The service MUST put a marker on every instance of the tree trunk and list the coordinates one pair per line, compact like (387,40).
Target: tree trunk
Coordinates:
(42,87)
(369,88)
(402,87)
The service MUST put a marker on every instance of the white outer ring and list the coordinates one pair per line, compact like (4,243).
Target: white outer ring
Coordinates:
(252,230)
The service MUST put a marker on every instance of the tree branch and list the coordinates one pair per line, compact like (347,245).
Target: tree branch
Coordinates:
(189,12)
==
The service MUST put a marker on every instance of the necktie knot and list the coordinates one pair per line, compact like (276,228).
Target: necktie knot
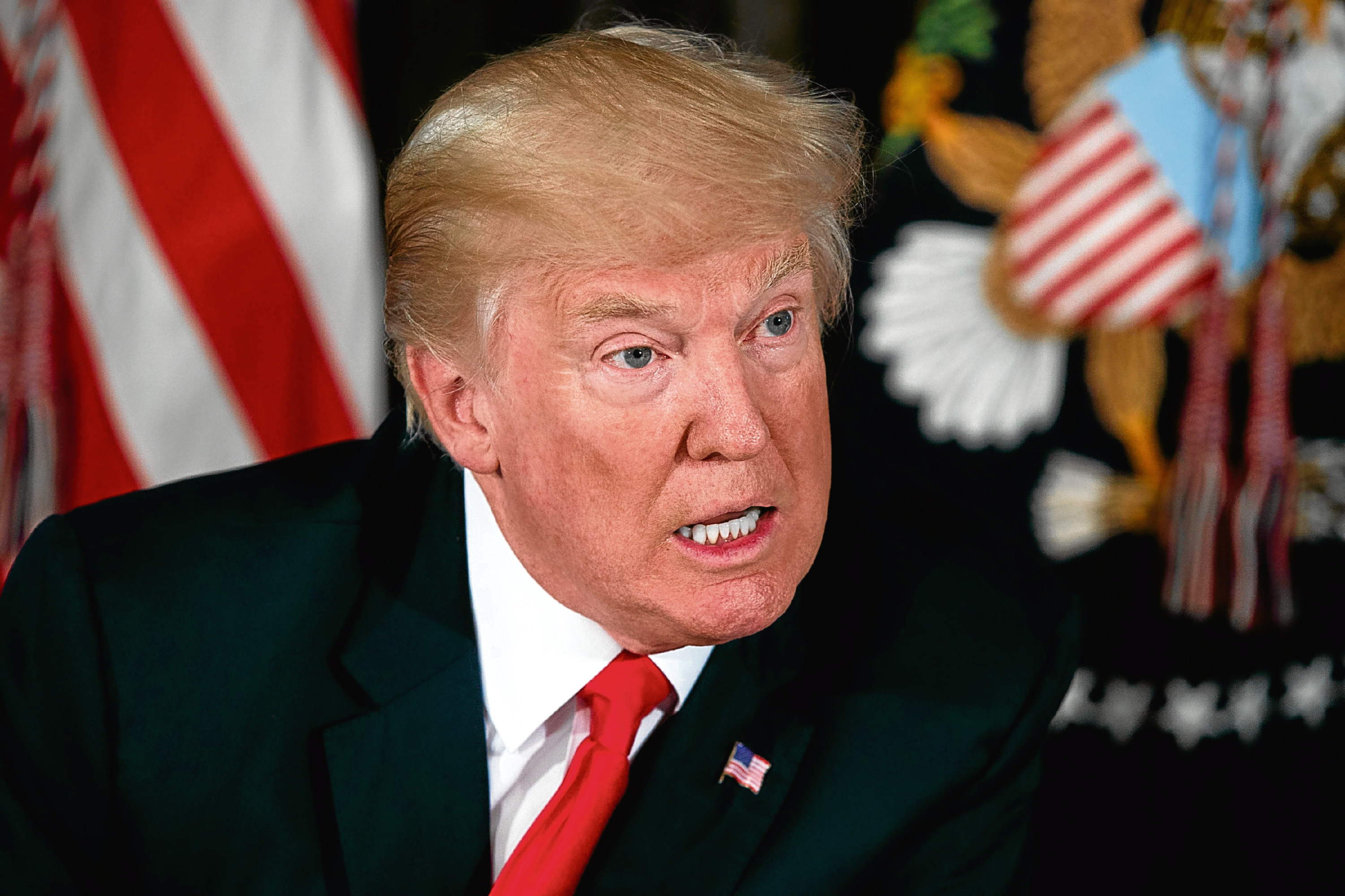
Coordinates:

# SHORT PROBLEM:
Extract each line of the records above that contains the string "necktie", treating uppercase and lowercase letters as different.

# WRITTEN RESPONSE:
The service MUST put a marker on every instance of the necktie knot and list the coordinates one pair per line, compact like (276,228).
Target: necktie knot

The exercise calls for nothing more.